§ **Exercise details**:
Identify every line below that contains the string "shirt", and copy each of those lines. Case counts.

Entries drawn from a collection:
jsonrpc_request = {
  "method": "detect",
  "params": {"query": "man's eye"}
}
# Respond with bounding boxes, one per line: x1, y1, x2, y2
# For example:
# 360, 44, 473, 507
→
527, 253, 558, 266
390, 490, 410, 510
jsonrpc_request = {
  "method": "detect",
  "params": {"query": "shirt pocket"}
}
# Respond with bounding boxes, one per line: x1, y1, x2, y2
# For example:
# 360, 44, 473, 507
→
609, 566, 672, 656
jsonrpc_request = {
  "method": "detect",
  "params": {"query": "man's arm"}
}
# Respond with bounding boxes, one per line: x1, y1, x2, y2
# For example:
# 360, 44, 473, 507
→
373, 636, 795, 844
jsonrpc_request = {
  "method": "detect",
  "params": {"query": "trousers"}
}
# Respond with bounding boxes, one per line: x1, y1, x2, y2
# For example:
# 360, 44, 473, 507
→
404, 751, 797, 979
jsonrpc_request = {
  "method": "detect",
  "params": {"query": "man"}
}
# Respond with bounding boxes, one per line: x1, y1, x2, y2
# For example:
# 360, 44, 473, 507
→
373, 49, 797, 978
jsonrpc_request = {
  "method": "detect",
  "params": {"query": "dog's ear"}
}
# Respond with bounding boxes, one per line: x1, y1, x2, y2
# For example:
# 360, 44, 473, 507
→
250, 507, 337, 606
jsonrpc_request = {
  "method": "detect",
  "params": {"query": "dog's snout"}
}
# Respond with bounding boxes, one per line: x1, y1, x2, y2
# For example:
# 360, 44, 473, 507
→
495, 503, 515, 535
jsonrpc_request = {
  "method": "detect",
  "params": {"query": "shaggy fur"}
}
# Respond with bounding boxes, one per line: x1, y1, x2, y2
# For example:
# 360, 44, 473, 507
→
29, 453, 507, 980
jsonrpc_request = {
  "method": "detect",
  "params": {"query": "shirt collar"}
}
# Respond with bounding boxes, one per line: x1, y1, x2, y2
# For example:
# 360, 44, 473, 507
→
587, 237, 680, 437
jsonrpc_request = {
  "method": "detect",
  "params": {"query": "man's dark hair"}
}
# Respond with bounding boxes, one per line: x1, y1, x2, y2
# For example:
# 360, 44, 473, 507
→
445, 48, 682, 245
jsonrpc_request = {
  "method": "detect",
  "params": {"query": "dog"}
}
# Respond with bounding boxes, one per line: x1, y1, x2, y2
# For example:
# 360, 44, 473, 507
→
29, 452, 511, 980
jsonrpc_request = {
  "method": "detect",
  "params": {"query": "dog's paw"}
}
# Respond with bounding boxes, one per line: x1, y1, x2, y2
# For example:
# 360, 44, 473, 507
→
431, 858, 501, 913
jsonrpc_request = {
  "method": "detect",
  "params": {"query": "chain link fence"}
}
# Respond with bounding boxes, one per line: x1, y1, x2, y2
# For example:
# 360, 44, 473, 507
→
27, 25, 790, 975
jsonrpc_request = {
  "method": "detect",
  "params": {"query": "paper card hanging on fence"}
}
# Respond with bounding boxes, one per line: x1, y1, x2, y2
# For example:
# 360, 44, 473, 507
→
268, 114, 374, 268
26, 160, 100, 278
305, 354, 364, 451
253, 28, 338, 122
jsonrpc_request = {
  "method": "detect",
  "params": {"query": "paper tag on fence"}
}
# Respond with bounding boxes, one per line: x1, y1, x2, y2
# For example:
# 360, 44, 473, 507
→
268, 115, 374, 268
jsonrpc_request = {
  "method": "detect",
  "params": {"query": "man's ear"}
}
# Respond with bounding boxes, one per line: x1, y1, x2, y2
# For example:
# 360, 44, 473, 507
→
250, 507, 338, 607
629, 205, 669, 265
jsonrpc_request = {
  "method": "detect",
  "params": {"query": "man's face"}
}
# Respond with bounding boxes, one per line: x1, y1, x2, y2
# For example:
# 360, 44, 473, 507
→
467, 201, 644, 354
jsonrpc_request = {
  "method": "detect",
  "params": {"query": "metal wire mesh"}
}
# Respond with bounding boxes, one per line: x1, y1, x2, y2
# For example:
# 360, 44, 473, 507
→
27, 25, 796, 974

§ **In response**:
  "params": {"query": "shirt pocket"}
  "params": {"query": "shirt collar"}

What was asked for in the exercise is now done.